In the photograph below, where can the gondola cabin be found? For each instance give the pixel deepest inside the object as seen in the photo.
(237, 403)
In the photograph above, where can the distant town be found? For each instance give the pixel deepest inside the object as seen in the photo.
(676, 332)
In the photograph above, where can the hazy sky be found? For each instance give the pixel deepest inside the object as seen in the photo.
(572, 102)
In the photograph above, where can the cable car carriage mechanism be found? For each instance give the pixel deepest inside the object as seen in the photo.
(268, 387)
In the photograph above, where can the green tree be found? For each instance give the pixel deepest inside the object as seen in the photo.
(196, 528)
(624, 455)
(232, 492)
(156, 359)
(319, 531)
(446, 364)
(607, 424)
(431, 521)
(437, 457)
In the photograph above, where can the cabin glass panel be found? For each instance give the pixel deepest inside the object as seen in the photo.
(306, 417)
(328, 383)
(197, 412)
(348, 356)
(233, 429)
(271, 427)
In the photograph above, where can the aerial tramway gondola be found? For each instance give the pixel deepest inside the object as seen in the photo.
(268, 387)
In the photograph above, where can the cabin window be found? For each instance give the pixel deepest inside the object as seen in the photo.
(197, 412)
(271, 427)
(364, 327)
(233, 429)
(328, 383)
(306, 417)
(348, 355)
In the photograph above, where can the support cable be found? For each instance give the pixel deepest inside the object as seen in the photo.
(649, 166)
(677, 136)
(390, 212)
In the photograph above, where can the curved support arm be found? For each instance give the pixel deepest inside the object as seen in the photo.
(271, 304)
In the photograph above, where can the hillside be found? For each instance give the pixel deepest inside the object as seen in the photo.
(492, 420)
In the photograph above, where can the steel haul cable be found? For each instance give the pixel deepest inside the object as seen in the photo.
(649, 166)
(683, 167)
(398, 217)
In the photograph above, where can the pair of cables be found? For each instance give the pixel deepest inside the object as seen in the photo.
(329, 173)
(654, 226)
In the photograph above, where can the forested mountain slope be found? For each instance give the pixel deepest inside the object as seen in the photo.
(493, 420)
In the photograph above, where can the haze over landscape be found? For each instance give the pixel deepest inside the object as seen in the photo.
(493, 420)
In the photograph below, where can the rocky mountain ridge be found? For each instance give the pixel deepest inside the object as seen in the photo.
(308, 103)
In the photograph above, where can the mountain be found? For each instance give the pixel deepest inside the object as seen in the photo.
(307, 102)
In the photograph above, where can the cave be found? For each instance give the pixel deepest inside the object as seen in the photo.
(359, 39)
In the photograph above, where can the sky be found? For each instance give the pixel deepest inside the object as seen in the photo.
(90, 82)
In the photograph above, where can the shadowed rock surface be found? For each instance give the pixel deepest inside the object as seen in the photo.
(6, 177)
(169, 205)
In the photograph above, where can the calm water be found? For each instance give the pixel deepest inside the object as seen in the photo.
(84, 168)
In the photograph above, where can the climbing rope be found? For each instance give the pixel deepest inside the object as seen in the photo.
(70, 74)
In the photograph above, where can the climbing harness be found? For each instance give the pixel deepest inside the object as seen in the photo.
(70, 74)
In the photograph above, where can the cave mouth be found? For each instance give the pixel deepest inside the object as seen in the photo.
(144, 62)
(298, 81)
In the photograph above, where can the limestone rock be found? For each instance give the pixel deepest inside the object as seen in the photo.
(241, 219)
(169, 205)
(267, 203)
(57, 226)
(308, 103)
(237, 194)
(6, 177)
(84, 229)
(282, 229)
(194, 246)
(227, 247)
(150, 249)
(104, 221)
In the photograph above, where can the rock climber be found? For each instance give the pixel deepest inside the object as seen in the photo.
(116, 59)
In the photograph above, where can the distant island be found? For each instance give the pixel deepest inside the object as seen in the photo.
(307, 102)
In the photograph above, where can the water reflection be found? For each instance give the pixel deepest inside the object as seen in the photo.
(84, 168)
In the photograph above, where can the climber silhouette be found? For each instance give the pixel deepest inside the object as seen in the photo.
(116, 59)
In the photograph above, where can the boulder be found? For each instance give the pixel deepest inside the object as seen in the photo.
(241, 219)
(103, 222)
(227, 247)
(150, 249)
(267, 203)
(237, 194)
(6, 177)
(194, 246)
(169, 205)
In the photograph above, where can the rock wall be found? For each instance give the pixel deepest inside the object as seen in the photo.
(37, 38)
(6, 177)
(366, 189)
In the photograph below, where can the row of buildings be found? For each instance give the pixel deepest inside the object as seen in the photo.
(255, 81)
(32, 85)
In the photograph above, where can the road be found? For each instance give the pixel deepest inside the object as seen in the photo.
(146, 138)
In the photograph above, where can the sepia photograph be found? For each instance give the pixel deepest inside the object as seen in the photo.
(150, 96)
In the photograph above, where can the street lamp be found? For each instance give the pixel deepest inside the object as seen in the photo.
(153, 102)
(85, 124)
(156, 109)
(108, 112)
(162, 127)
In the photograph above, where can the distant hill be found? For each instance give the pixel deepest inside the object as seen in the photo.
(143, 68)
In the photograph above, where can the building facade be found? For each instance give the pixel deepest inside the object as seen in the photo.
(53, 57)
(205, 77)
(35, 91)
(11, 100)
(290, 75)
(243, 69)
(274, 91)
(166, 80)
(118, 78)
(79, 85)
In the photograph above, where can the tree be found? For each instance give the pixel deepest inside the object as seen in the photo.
==========
_The exercise_: Rewrite all the rows above, replacing "deepest inside" with "nearest the center of" everywhere it occurs and leaving everything else unchanged.

_Solution below_:
In the photograph below, where can the gondola cabin be found? For each instance give the pixel nearest the center of the object as seen in the photo.
(237, 403)
In the photograph above, where can the distant town be found? For each instance give the pixel nearest the center of the object as seen in the photo.
(676, 332)
In the photograph above, where can the hazy sky be found? For each instance give the pixel nearest the center of the object as seen in the photo.
(572, 102)
In the photograph above, where can the cable car carriage mechanism be found? For each instance give the pixel nearest the center of the object as seen in the photo.
(268, 387)
In the photograph above, where can the green tree be found? For each instance give the pixel nearest the center of the object as seen in the photo.
(196, 528)
(624, 455)
(232, 492)
(156, 359)
(319, 531)
(446, 364)
(607, 424)
(431, 521)
(437, 457)
In the photograph above, where can the cabin glass panel be found? For each instance give the pixel nearest the center of the object as seen in the photo.
(306, 417)
(328, 383)
(197, 412)
(348, 356)
(233, 429)
(271, 427)
In the photograph above, where can the aerial tramway gondola be found? For each instance give the pixel nearest the center of the object as seen in the photo.
(268, 387)
In the photograph above, where can the cabin window be found? For each instance give the pixel nearest the center of the object as seen in the photo.
(197, 412)
(271, 427)
(364, 327)
(233, 429)
(328, 383)
(306, 417)
(348, 355)
In the photograph above, where can the support cable be found? For each instance give the pixel nearest the center of the object as seen in the photo.
(649, 166)
(677, 136)
(390, 212)
In the photograph above, where can the curved support arm be found? For each instance give the pixel nearest the center of the object as seen in the photo.
(271, 304)
In the photograph above, where can the hillside be found? For each instance give the pixel nearest the center of the object as seen in the photo.
(492, 420)
In the photograph above, where can the steel haul cable be found? For each instance give the pixel nearest the center of the object as seen in the photo.
(649, 166)
(683, 167)
(398, 217)
In the photograph above, where can the pair of cables be found? For each instance give the pixel nearest the center of the object as seen in the photo.
(329, 173)
(654, 226)
In the photograph above, where can the forested mountain slope be found? For each instance give the pixel nearest the center of the object as seen in the photo.
(493, 420)
In the photograph above, where can the haze over landscape be found? For each instance give the pixel nearest the center of the object as seen in the photo.
(493, 420)
In the photograph below, where can the rocky mountain ridge be found? For each instance give the pixel nearest the center of the object as seen in the photo.
(308, 103)
In the photograph above, where can the mountain be found? For each instance give the pixel nearest the center of the object as seen in the photo.
(307, 102)
In the photograph above, where can the cave be found? For each instance give the pixel nearest the center of the object as seen in the photo.
(359, 39)
In the photograph above, where can the sky be found? For each instance give the pixel nearest the center of the object as seen in the photo.
(90, 82)
In the photograph above, where can the shadowed rock surface be found? For each instance give the pixel nearest the center of the object as seen in the photo.
(6, 177)
(169, 205)
In the photograph above, where can the calm water be found? For each instance give the pixel nearest the center of the object as seen in the photo.
(84, 168)
In the photograph above, where can the climbing rope be found? For each instance give the pixel nearest the center of the object as seen in the photo.
(70, 74)
In the photograph above, where can the climbing harness be found? For each instance give the pixel nearest the center of the object as seen in the photo.
(70, 74)
In the photograph above, where can the cave mouth be found? For each instance give the pixel nearest the center of the object as seen in the photo.
(144, 62)
(298, 81)
In the photograph above, where can the limestone rock be found? For each instance give the pixel nearest the center of the object as seen in the photo.
(241, 219)
(169, 205)
(267, 203)
(57, 226)
(308, 103)
(237, 194)
(6, 177)
(84, 229)
(282, 229)
(194, 246)
(227, 247)
(150, 249)
(104, 221)
In the photograph above, where can the rock climber be found? For each instance give the pixel nearest the center of the object as seen in the photo.
(116, 59)
In the photograph above, where can the distant island be found? For each instance give the pixel nearest the center of the object as seen in the photo.
(307, 102)
In the photograph above, where can the water reflection be found? For each instance give the pixel nearest the center of the object as seen in the photo.
(84, 168)
In the photograph above, where can the climber silhouette be found? For each instance give the pixel nearest the center of the object as seen in the photo.
(116, 59)
In the photograph above, where can the boulder be found? For each instance give the pixel nearest the center of the object as seen in the photo.
(241, 219)
(103, 222)
(227, 247)
(150, 249)
(267, 203)
(237, 194)
(6, 177)
(194, 246)
(169, 205)
In the photograph above, where can the rock wall be found? For each instance give the pixel nearest the center of the object as seen in the photo.
(37, 38)
(6, 177)
(366, 189)
In the photograph below, where can the row of buildings be found? For each instance give the pixel nearest the center of the object as seen in the photo.
(255, 81)
(32, 85)
In the photograph above, where can the road be found? For each instance give the pixel nearest the center of the object as seen in the photo.
(146, 138)
In the photograph above, where can the sepia photograph be found? For each instance give the pixel nearest the center of the object as seen in the photo.
(150, 96)
In the photograph above, where can the street lamp be found? For each instance give the pixel nearest the center of the object as seen in the photo.
(153, 102)
(85, 124)
(156, 109)
(108, 112)
(162, 127)
In the photograph above, where can the distant hill be found? For each instance give the pixel nearest the center of the object as seen in the photo.
(143, 68)
In the photograph above, where can the building facade be found? For each instance give the pixel nearest the center of the object as seen in the photo.
(53, 57)
(205, 77)
(35, 91)
(11, 100)
(290, 75)
(243, 69)
(274, 91)
(166, 80)
(118, 78)
(79, 85)
In the photograph above, where can the tree be found? For each instance give the pixel nearest the center of the object as seen in the photo.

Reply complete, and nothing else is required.